Pub Date: Sept. 10th, 2019
ISBN: 978-1-77321-296-8
Publisher: Annick Press

When people need to rid their homes of pesky ghosts, Shelly is right by her Ililiw/Cree grandmother’s side to learn how to help the lingering spirits of the dead get to the other side.

Once she and her grandmother identify a ghost, whether of a person, a pet, or even household vermin, they allow it to attach itself to their hair before releasing it to dissipate from the earthly plane. Though this ability is matrilineal, Shelly’s mother objects to her daughter’s taking up the practice; she’d rather Shelly not spend so much time with the dead. When a sudden loss hits the family, Shelly sinks into a depression, spending time in the graveyard with her ghostly friends and desperately seeking to reconcile her grief. Mills (who’s of Ililiw/Cree and settler descent) mentions Shelly’s First Nations heritage at the outset and includes brief references to the ceremonial use of burning sweet grass, but that heritage is very much just a backdrop to the story. Most of the living people Shelly encounters, as well as the ghosts in the graveyard that she befriends, are not Indigenous, and the story centers on the ghost-hunting business and Shelly’s grief rather than exploring death as it relates to Cree culture. But that cultural identity raises questions. When Shelly’s grandmother gives music-loving ghost Joseph a new cassette tape, for instance, is she interacting with the dead teenager within a Cree paradigm or a mainstream paranormal one? Readers can only speculate.

Unclear cultural connections muddy the waters of this original paranormal tale.

Supplied material
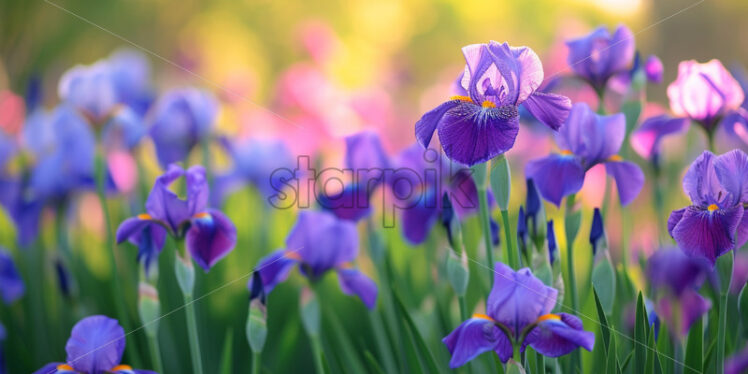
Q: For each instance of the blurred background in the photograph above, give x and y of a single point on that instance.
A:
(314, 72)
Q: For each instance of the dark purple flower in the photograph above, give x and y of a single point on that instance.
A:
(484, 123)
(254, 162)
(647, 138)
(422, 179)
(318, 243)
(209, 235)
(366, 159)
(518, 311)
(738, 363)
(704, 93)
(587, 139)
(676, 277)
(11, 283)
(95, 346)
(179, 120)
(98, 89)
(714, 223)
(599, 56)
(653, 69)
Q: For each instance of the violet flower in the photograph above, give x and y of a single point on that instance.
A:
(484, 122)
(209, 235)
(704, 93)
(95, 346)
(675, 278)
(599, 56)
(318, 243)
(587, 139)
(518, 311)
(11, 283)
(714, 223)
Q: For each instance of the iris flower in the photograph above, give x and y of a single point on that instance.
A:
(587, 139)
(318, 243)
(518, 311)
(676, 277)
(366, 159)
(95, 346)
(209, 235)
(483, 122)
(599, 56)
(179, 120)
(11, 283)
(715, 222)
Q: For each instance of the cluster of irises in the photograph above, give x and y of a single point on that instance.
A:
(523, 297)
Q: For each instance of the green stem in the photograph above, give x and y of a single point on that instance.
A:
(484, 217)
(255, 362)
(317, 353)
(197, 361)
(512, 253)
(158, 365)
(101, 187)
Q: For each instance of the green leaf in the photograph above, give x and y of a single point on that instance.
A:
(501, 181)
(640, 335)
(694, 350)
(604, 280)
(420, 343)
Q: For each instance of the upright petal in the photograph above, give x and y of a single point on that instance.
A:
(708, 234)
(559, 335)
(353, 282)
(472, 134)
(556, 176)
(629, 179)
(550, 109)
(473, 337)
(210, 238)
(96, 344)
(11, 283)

Tasks
- A) Please rewrite the paragraph of the book review that begins "Once she and her grandmother identify a ghost" in a shorter form, keeping its main facts.
- B) Write out the part of the book review starting at "Pub Date: Sept." and ending at "the other side.", word for word.
The records aren't needed for anything here.

Responses
- A) Shelly and her grandmother let identified ghosts of people, pets, or even vermin attach to their hair, then release them to dissipate from the earthly plane. The ability passes down the female line, but Shelly's mother objects because she doesn't want Shelly spending so much time with the dead. After a sudden family loss, Shelly sinks into depression and spends time with her ghostly friends in the graveyard while trying to reconcile her grief. Mills, who is of Ililiw/Cree and settler descent, mentions Shelly's First Nations heritage early and briefly references burning sweet grass, but that heritage remains a backdrop. Most living people and ghosts in the story are not Indigenous, and the focus is on the ghost-hunting business and Shelly's grief rather than on death in Cree culture. This raises questions: when the grandmother gives the music-loving teenage ghost Joseph a new cassette tape, readers can only speculate whether she is acting within a Cree paradigm or a mainstream paranormal one.

- B)
Pub Date: Sept. 10th, 2019
ISBN: 978-1-77321-296-8
Publisher: Annick Press

When people need to rid their homes of pesky ghosts, Shelly is right by her Ililiw/Cree grandmother’s side to learn how to help the lingering spirits of the dead get to the other side.